* SELECTED PASSAGE
::::::

DMTN-040: A closer look at Pegasus WMS

  • Mikolaj Kowalik

Latest Revision: 2018-06-28

Note

Currently, this is a living document. It serves as a central repository of information addressing operational concerns related to usage of Pegasus WMS for the LSST Batch Production Services. Its content may be changed and/or expanded over time.

1   Overview

Pegasus is a workflow manager system (WMS) being developed and mainatined at USC Information Sciences Institute. It was one of the “winners” of the survey made in August, 2016 regarding existing workflow management systems and their possible use in the LSST Batch Processing Service (see DMTN-025). Though the survey took many of their aspects into the consideration, many more advanced operational concerns fell outside of its scope and were not addressed. This document attempts to fill this gap.

2   Optimizing workflows

2.1   Job clustering

There is an inevitable overhead when running jobs with help of Pegasus, usually 60 seconds (ref). For short jobs running for few seconds it can be significantly longer than job’s execution time. Hence, Pegasus allows to cluster such computational jobs into a single Pegasus job.

Pegasus supports three clustering methods:

  • level based horizontal clustering,
  • level based runtime,
  • label based.

Regardless of clustering method, jobs belonging to a cluster are executed in a single HTCondor job.

If the jobs in a cluster are not independent, they will be executed in their topological order.

Jobs in a cluster can be executed either sequentially or in parallel on a single node. Large, parallel multi-node jobs can also be handled by MPI based task management tool pegasus-mpi-cluster.

By default, Pegasus tries to get as much work done as possible. It means that it does not stop execution even if one of the clustered fails. This behaviour can be changed by setting property

pegasus.clusterer.job.aggregator.seqexec.firstjobfail=false

It will makes Pegasus stop on the first failing job.

::::::

* WHAT YOU ARE ASKED TO DO
Reproduce the part of the Pegasus WMS note between "Pegasus supports three" and "management tool pegasus-mpi-cluster.", inclusive.

::::::

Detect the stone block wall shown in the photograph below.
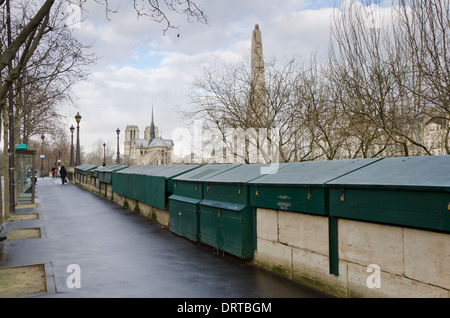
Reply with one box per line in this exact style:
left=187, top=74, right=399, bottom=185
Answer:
left=254, top=209, right=450, bottom=298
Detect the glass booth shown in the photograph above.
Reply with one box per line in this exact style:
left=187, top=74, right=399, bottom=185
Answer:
left=15, top=149, right=36, bottom=204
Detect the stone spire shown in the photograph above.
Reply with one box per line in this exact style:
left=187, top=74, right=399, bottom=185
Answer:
left=247, top=24, right=267, bottom=128
left=150, top=106, right=156, bottom=141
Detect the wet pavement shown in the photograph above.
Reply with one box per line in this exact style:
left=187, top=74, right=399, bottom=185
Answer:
left=0, top=178, right=324, bottom=298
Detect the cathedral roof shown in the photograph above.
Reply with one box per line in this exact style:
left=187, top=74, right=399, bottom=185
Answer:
left=136, top=137, right=173, bottom=148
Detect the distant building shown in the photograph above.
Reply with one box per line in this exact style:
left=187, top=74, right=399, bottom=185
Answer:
left=124, top=109, right=173, bottom=165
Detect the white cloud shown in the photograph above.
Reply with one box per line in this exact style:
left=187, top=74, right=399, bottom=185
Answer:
left=63, top=0, right=340, bottom=151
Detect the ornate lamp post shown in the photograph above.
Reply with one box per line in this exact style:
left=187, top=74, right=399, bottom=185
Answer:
left=70, top=125, right=75, bottom=167
left=75, top=112, right=81, bottom=166
left=103, top=143, right=106, bottom=167
left=116, top=127, right=120, bottom=164
left=41, top=133, right=45, bottom=178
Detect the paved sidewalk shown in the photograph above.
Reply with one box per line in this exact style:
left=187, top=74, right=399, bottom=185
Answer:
left=0, top=179, right=322, bottom=298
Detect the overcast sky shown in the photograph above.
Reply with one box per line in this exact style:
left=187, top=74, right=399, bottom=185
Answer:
left=60, top=0, right=386, bottom=154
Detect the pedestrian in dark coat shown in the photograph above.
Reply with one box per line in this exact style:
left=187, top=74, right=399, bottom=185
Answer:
left=59, top=166, right=67, bottom=184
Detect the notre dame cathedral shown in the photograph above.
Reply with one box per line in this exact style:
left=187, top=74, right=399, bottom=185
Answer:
left=124, top=109, right=173, bottom=165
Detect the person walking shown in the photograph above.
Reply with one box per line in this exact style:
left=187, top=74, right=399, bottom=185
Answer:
left=59, top=166, right=67, bottom=184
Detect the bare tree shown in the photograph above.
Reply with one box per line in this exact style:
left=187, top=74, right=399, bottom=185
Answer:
left=330, top=1, right=442, bottom=156
left=183, top=59, right=312, bottom=162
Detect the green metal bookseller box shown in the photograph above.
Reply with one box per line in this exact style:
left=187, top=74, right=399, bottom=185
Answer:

::::::

* ANSWER TO THE PROBLEM
Pegasus supports three clustering methods:

  • level based horizontal clustering,
  • level based runtime,
  • label based.

Regardless of clustering method, jobs belonging to a cluster are executed in a single HTCondor job.

If the jobs in a cluster are not independent, they will be executed in their topological order.

Jobs in a cluster can be executed either sequentially or in parallel on a single node. Large, parallel multi-node jobs can also be handled by MPI based task management tool pegasus-mpi-cluster.